------ PASSAGE TO READ ------
A cross-sectional study on 485 women done by the American Heart Association revealed that women who undergo yo-yo dieting or weight cycling risks damaging their heart health. Losing weight is a common goal among women across the globe. Senior author of the study and an assistant professor for medical sciences in New York, Dr. Brooke Aggarwal, told in an interview with Newsweek that women are susceptible to drastic weight changes because they experience pregnancy and menopause. The study aimed to uncover the effects of yo-yo dieting in a woman’s heart health and if pregnancy and menopause can impact it negatively.
Yo-yo dieting means losing and gaining 10 lbs at least once. Participants underwent simple tests to determine their heart health: BMI, glucose, and cholesterol levels, smoking habits, diet, and exercise. The women were grouped according to how well they performed in the tests. While some women experienced weight-cycling at least once, some had done it for as many as 20 times. Fifty-one percent of the women who experienced yo-yo dieting was linked to poorer health results. Eighty-two percent of them also didn’t possess an ideal BMI. The worst scorers were women who had not been pregnant.
Rapid weight loss can lead to a massive decrease in lean mass, unlike weight gain that can develop adipose tissues. Sudden changes in body composition leave the human heart, especially women’s at a vulnerable state according to Aggarwal. However, being overweight or obese still poses a heavier risk when compared to yo-yo dieting. The study wasn’t meant to discourage anyone from trying to achieve a healthier weight, but gradual weight loss is the best option for everyone. People are also more likely to keep their desired weight in continuous dieting rather than doing their rapid counterparts.
------
▶ [INSTRUCTIONS]
**a)** Rewrite the passage on yo-yo dieting between "Rapid weight loss" and "their rapid counterparts.", inclusive, replacing "gradual" with "steady".
**b)** Translate this sentence from the passage on yo-yo dieting into Spanish: "Yo-yo dieting means losing and gaining 10 lbs at least once."
**c)** Please write a continuation of the passage on yo-yo dieting that picks up after its final sentence.
The listing after this point has nothing to do with the work here.
------ RECORDS PROVIDED ------
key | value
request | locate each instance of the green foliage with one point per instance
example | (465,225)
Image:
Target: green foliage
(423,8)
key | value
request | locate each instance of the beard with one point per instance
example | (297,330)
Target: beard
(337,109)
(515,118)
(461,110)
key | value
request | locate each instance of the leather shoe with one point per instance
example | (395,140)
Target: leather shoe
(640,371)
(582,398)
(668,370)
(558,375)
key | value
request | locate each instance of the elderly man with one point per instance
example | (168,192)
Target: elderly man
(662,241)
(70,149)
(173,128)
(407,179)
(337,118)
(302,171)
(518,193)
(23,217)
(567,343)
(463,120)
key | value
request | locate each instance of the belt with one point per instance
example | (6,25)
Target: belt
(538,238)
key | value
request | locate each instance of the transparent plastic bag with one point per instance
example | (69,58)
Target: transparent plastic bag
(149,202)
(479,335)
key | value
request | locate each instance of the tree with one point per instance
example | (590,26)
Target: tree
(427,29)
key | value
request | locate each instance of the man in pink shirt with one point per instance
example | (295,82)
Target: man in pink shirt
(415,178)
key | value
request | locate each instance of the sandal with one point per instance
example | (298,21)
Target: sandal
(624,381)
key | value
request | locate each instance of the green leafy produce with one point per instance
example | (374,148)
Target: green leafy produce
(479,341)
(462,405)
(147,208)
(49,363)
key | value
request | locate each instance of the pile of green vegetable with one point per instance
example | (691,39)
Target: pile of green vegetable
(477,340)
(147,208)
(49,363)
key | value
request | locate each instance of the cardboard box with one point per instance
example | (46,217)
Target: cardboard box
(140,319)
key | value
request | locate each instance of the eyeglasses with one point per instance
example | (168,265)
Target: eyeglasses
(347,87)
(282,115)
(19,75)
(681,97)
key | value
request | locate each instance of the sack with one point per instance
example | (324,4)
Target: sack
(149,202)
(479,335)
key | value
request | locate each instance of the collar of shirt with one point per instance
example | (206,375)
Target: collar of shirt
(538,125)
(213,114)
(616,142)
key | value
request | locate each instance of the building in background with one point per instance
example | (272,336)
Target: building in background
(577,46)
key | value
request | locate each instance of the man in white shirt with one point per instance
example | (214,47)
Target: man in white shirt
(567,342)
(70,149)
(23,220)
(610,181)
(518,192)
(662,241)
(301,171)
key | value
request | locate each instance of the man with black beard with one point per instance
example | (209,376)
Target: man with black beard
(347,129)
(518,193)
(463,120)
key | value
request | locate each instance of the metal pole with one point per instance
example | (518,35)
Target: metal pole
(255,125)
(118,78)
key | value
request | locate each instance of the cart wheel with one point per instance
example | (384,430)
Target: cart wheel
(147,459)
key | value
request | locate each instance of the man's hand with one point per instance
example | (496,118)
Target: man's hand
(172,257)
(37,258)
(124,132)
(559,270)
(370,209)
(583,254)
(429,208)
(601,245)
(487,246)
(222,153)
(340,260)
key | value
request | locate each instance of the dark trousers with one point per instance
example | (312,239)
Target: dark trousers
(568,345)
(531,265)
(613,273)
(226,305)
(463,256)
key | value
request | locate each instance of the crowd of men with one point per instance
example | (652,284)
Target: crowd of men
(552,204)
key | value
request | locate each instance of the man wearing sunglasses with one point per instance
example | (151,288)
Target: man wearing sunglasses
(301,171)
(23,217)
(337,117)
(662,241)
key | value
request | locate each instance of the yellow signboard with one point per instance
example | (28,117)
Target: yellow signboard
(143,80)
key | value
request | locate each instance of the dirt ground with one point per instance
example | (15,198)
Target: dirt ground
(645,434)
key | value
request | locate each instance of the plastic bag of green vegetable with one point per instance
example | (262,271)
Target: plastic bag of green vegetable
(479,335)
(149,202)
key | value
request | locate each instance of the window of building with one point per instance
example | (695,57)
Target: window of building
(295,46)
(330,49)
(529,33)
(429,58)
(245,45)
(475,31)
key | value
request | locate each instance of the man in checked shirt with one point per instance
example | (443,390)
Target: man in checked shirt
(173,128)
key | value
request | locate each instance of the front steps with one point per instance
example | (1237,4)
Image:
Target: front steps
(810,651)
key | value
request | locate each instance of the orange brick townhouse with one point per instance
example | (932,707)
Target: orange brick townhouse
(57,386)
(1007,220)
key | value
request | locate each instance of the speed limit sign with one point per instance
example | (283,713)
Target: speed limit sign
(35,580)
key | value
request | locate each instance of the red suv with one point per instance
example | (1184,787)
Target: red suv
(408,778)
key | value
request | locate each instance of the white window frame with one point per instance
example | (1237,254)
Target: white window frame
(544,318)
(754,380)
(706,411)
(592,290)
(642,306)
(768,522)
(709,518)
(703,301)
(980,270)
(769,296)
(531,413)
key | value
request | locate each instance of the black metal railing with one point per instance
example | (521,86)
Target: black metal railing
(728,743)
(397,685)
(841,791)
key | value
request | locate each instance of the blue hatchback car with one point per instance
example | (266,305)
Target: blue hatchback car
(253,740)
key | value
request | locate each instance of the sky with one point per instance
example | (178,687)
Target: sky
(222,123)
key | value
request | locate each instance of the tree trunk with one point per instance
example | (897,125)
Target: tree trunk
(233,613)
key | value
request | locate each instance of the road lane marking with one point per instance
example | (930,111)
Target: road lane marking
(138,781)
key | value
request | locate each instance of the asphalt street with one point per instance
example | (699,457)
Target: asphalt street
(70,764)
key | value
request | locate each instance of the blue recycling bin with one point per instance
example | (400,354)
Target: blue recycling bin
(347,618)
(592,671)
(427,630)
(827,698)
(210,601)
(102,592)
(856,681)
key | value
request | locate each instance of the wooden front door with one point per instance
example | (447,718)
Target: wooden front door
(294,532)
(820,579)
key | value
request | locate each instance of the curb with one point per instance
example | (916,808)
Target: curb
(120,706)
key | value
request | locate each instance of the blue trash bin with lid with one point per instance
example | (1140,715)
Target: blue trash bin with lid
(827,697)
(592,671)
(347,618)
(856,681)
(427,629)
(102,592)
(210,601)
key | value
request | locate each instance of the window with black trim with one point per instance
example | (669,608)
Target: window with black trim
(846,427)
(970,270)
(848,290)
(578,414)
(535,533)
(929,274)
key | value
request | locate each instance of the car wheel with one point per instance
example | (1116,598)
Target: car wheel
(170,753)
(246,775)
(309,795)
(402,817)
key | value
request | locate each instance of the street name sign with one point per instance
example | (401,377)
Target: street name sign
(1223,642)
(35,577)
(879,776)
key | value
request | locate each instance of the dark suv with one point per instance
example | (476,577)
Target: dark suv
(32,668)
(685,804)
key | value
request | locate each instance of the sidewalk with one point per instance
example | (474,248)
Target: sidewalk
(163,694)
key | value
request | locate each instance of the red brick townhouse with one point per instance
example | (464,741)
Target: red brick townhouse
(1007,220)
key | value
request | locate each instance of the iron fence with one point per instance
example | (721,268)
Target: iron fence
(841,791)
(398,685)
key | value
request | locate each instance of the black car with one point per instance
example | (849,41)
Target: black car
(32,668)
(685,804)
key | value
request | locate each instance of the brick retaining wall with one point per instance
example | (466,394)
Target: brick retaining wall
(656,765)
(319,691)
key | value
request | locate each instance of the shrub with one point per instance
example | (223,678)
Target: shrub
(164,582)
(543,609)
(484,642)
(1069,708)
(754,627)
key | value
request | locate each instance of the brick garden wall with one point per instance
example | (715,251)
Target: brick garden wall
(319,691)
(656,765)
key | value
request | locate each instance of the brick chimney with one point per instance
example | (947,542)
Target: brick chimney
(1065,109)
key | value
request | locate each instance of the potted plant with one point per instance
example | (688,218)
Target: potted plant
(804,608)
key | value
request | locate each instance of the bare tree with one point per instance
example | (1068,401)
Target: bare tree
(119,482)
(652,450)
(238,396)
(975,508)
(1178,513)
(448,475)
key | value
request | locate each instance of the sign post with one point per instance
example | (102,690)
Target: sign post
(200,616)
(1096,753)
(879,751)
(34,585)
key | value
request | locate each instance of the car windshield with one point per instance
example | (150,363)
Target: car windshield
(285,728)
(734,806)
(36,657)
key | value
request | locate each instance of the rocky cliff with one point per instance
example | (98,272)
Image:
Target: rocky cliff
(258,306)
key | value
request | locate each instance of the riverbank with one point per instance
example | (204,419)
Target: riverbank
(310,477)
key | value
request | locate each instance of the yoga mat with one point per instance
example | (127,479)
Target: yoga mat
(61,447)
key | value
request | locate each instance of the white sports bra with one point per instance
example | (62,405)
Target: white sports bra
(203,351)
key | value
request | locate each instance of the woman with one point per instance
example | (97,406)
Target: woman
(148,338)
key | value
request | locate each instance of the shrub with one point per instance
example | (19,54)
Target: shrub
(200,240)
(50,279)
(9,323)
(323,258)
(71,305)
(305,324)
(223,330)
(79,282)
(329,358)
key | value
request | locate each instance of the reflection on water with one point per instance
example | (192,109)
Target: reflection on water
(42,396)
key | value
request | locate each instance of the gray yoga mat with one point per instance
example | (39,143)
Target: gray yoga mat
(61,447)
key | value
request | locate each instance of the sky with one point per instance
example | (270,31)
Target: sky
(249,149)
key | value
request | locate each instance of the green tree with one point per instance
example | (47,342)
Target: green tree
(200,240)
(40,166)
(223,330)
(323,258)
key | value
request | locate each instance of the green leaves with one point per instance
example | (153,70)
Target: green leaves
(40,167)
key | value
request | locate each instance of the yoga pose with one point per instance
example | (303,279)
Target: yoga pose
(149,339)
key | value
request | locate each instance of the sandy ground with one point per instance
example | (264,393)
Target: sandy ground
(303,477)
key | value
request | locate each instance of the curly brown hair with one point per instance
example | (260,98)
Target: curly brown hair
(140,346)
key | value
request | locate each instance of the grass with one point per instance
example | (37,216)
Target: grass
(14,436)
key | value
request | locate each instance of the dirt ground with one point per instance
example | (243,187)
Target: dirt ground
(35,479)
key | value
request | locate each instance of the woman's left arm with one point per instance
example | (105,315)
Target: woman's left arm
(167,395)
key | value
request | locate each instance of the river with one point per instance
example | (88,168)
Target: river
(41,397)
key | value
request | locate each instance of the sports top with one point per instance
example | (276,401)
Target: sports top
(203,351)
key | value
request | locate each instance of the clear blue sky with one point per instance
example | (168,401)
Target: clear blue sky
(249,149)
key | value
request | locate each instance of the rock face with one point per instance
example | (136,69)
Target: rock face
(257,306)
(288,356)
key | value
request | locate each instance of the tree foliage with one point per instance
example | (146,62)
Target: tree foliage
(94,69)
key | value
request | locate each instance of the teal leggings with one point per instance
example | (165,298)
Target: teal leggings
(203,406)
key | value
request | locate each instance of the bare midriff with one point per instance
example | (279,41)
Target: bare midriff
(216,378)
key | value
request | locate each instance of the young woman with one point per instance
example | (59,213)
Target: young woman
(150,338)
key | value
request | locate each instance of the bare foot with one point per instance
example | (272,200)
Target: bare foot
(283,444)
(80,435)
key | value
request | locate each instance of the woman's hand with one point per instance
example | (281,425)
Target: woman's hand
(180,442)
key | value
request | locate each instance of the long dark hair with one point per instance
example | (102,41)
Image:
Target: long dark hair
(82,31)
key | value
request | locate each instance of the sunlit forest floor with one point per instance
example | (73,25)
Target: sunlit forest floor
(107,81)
------
▶ [EXERCISE RESULTS]
**a)**
Rapid weight loss can lead to a massive decrease in lean mass, unlike weight gain that can develop adipose tissues. Sudden changes in body composition leave the human heart, especially women’s at a vulnerable state according to Aggarwal. However, being overweight or obese still poses a heavier risk when compared to yo-yo dieting. The study wasn’t meant to discourage anyone from trying to achieve a healthier weight, but steady weight loss is the best option for everyone. People are also more likely to keep their desired weight in continuous dieting rather than doing their rapid counterparts.

**b)** Hacer dieta yo-yo significa perder y ganar 10 libras al menos una vez.

**c)**
Victoria Taylor is a senior dietitian at the British Heart Foundation charity; she was also involved in the research. Taylor highlighted that obesity is a significant contributor to circulatory and heart diseases and shown her approval towards exercise and diet. However, she adds that the changes that people should make in their diet should fit around their lifestyle to ensure long-term success. Reducing the chances of circulatory and heart diseases isn’t only about eating less. It’s about eating well-balanced meals with plenty of fruits and vegetables, fishes, and whole grains. Of course, it should just be on top of increased physical activity, reducing nicotine and alcohol intake. In conclusion, observe a gradual way to lose your weight, so it becomes permanent. Remember, yo-yo dieting is worse than no dieting at all.